Start Exercise material
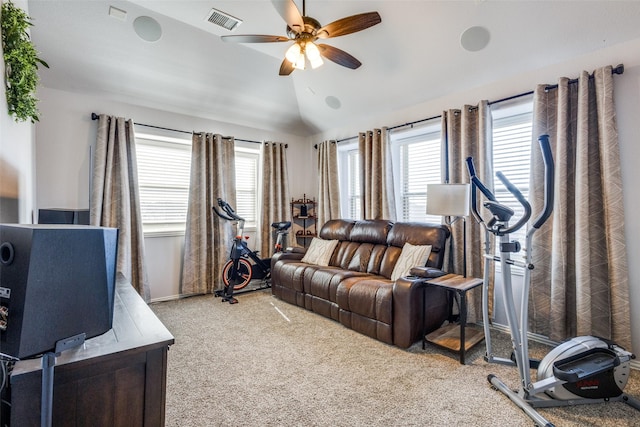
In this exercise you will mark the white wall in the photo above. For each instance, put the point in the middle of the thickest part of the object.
(66, 132)
(627, 98)
(16, 155)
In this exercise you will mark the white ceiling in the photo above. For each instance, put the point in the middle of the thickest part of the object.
(413, 56)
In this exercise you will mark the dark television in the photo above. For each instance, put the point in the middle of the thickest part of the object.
(56, 281)
(63, 216)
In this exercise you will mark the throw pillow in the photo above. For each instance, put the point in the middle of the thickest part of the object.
(411, 256)
(320, 251)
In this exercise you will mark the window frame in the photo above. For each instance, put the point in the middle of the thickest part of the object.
(349, 180)
(164, 229)
(428, 133)
(242, 149)
(520, 107)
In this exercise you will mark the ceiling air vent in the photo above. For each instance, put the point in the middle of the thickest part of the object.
(223, 20)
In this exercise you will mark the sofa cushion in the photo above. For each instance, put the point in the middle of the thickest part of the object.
(336, 229)
(320, 251)
(370, 231)
(418, 233)
(411, 256)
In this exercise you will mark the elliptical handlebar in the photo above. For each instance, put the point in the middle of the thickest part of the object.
(477, 184)
(231, 215)
(525, 204)
(549, 170)
(547, 157)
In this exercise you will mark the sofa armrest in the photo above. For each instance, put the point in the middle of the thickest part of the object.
(426, 272)
(409, 311)
(296, 250)
(288, 255)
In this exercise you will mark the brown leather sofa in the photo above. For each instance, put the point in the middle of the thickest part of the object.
(355, 288)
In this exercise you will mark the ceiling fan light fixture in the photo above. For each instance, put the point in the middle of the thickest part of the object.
(293, 53)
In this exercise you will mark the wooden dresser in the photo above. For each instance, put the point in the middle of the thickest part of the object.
(116, 379)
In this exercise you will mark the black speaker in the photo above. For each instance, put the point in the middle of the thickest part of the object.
(63, 216)
(56, 281)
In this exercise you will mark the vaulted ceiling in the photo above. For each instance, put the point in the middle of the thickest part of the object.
(414, 55)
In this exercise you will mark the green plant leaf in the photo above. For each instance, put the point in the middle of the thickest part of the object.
(21, 63)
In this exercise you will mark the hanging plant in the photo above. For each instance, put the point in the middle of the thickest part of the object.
(21, 63)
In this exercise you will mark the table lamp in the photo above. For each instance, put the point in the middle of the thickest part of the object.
(452, 201)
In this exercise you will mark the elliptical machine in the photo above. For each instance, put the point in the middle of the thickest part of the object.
(579, 371)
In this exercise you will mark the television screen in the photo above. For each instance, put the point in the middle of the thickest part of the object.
(56, 281)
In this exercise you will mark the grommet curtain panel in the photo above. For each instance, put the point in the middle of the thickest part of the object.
(275, 192)
(376, 175)
(208, 238)
(580, 285)
(115, 198)
(467, 133)
(328, 189)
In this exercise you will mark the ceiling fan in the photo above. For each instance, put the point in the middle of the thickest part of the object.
(304, 31)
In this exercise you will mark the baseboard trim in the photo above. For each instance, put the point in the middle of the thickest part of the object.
(635, 364)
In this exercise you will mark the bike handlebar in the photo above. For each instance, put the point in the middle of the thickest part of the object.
(231, 215)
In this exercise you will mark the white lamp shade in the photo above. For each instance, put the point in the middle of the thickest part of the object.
(448, 199)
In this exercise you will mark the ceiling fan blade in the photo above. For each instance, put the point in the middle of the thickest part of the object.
(254, 38)
(350, 24)
(290, 13)
(338, 56)
(286, 68)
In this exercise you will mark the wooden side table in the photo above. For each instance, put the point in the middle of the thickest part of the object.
(454, 336)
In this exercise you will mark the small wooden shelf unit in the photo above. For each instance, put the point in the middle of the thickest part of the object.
(303, 226)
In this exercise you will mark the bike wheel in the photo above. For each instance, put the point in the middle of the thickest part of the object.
(242, 276)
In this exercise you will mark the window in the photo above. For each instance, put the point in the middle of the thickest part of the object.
(247, 171)
(163, 179)
(349, 178)
(416, 155)
(512, 132)
(164, 169)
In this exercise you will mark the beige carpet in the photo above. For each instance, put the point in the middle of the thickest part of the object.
(264, 362)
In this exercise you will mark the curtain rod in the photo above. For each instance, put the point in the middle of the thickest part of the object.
(95, 116)
(616, 70)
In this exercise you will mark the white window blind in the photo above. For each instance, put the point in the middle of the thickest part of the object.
(247, 164)
(355, 207)
(163, 179)
(164, 168)
(512, 157)
(419, 165)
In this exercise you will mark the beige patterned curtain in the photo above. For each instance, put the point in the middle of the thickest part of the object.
(207, 239)
(115, 199)
(328, 189)
(376, 175)
(580, 285)
(275, 192)
(467, 133)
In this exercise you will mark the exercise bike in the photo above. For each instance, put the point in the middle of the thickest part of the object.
(582, 370)
(239, 271)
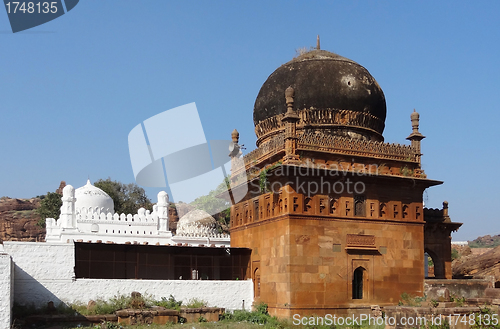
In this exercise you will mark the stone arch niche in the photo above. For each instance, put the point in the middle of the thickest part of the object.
(438, 261)
(358, 278)
(256, 283)
(437, 239)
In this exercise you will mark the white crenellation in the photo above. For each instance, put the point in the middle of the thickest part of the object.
(97, 224)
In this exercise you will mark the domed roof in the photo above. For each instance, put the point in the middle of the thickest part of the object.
(94, 199)
(324, 81)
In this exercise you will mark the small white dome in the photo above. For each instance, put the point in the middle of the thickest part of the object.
(93, 199)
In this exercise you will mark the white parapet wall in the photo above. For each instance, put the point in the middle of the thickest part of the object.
(45, 272)
(6, 290)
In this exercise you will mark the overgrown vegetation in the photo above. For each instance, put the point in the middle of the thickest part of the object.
(258, 316)
(127, 198)
(196, 303)
(410, 300)
(169, 303)
(486, 241)
(212, 204)
(50, 207)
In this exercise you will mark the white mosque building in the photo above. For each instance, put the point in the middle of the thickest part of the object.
(88, 215)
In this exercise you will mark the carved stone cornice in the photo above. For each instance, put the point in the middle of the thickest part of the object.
(323, 119)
End Exercise material
What the task requires
Reproduce the entries exactly. Do not carry over any picture.

Response to the task
In this exercise you will mark the white wall in the photo above. For each instance, put the point in the middle of the thickest part of the object.
(66, 132)
(627, 98)
(16, 155)
In this exercise you will mark the white ceiling in the photo above. For each instance, put the point in the middle of the thickest part of the object.
(413, 56)
In this exercise you will mark the dark television in the photo above. For each instance, put the point in the middle of the thickest part of the object.
(56, 281)
(63, 216)
In this exercise you will mark the throw pillow in the photo above. For each instance, put the point in the middle of the thickest part of the object.
(411, 256)
(320, 251)
In this exercise you will mark the window frame in the photo above. For each instance, put the point in the middle of the thickest part of the object.
(349, 180)
(164, 229)
(428, 133)
(242, 149)
(520, 107)
In this exercise you will mark the ceiling air vent in the photo above. For each instance, put the point in the middle of the thickest part of the object.
(223, 20)
In this exercise you will mark the sofa cushion in the photo above. For each instance, put the point in the middle of the thickest part of the object.
(336, 229)
(320, 251)
(370, 231)
(418, 233)
(411, 256)
In this exercise you will mark the elliptical handlebar in the photo above. For each instance, put the point in the middle of the thickest part of the object.
(477, 184)
(231, 215)
(525, 204)
(549, 170)
(547, 157)
In this exercise you will mark the sofa armrest in the photo above. For each instance, put the point in the middle of the thickest part of the object.
(426, 272)
(409, 311)
(296, 250)
(288, 255)
In this exercise you will mark the brown leather sofa in the photo above. For each instance, put the point in the middle of the thickest part of the object.
(355, 288)
In this exercise you will mark the ceiling fan light fixture in the photo above. For each instance, put the point in the middle of the thickest part of the object.
(293, 53)
In this exercise you will mark the wooden dresser in the photo above. For each instance, put the point in the middle of the thickest part of the object.
(116, 379)
In this exercise you will mark the black speaker in the photo above. For each instance, put the point in the middle of the thickest part of the object.
(63, 216)
(56, 281)
In this exercise you will mark the vaulted ceiling in the photo above. For each instance, put the point in the middle of the thickest part of the object.
(414, 55)
In this exercise you will mark the green plant leaf in the photo above. For each instance, put the point in the middle of the thickest part of the object.
(21, 63)
In this exercise you will mark the hanging plant in the photo above. For each instance, put the point in the middle of the thickest part of the object.
(21, 63)
In this exercise you will mark the table lamp in the photo above. For each instance, put the point in the middle of the thickest part of the object.
(452, 201)
In this exercise you will mark the elliptical machine in the photo above. For each instance, put the point in the middle of the thickest part of the object.
(579, 371)
In this exercise you will mark the television screen in the photo above. For each instance, put the point in the middle of the thickest part of the object.
(56, 281)
In this exercise you will mark the grommet curtain panel in the photo above. For each instance, put the point in the middle of the thickest part of the object.
(275, 192)
(376, 175)
(208, 238)
(580, 285)
(115, 198)
(467, 133)
(328, 189)
In this exercise you will mark the ceiling fan in the photo above. For each instance, put the point in the middle of the thickest part of the object.
(304, 31)
In this exercise you will mark the baseboard trim in the photo above. For each instance, put the point in the middle of the thickest part of the object.
(635, 364)
In this exercise you will mark the bike handlebar in the photo above. For each instance, put the point in the middle of the thickest part of the object.
(231, 215)
In this exercise you will mark the white lamp shade in the photo above. For each instance, put the point in the middle of the thickest part of the object.
(448, 199)
In this exercise you will mark the ceiling fan blade in the photo above. For each instance, put the point in the middle of the thickest part of the object.
(254, 38)
(350, 24)
(290, 13)
(338, 56)
(286, 68)
In this exercise you will mark the wooden side table in the photo above. For each instance, put the point in the middle of the thickest part of the object.
(454, 336)
In this exercise you will mark the small wooden shelf unit in the photo above. For each instance, put the point in the middle of the thickest part of the object.
(303, 226)
In this exercise you will mark the bike wheel in the photo above. For each instance, put the point in the middle of the thickest part of the object.
(242, 276)
In this exercise you will mark the window in the photo above. For each instance, put the point in the middle of the thickest part of the object.
(247, 171)
(163, 179)
(349, 178)
(416, 155)
(512, 132)
(164, 169)
In this exercise you will mark the beige carpet in the photo above. For each instance, put the point in the middle of the thickest part of the object.
(264, 362)
In this exercise you will mark the curtain rod in the photo above. For each instance, put the point in the middle of the thickest part of the object.
(95, 116)
(616, 70)
In this exercise you will mark the white window blind in the photo above. For each instance, put the point in the middle of the thickest part of the object.
(247, 164)
(355, 207)
(163, 179)
(164, 168)
(512, 157)
(419, 165)
In this exercise you will mark the beige patterned curtain in the photo above. For each instance, put the point in the middle of the thickest part of the object.
(207, 239)
(115, 199)
(328, 189)
(376, 175)
(580, 285)
(275, 192)
(467, 133)
In this exercise you will mark the exercise bike in the photo above. For each instance, put the point in the middle of the thickest part of the object.
(582, 370)
(239, 271)
In this exercise you will mark the stone arch niche in the photo above. For each instance, put the point in the middle of the thickest part of the object.
(438, 261)
(358, 278)
(256, 283)
(437, 239)
In this exercise you will mark the white crenellation in the photo above. For each instance, put the point in the middle of the thickest part of the object.
(97, 224)
In this exercise you will mark the domed roof in the photo above. For each instance, put the point in the middle of the thickest part of the object.
(94, 199)
(324, 81)
In this exercise you will mark the small white dome in the photo above. For each instance, put the point in the middle of the thickest part of the object.
(93, 199)
In this exercise you will mark the white parapet wall in the photo above. For each instance, put the point in the middle of the thickest part of the object.
(45, 272)
(6, 290)
In this exercise you will mark the overgrown vegetation in the photo above. For each instance, put the point in the middle of the thickest part of the object.
(258, 316)
(127, 198)
(196, 303)
(410, 300)
(169, 303)
(486, 241)
(212, 204)
(50, 207)
In this exercise you will mark the white mosque building in the photo above. For each instance, put the point in the middle of the thickest part of the object.
(88, 215)
In this exercise you will mark the carved stone cornice in the photo above. For each instance, put the point in the middle of the thickest part of the object.
(323, 119)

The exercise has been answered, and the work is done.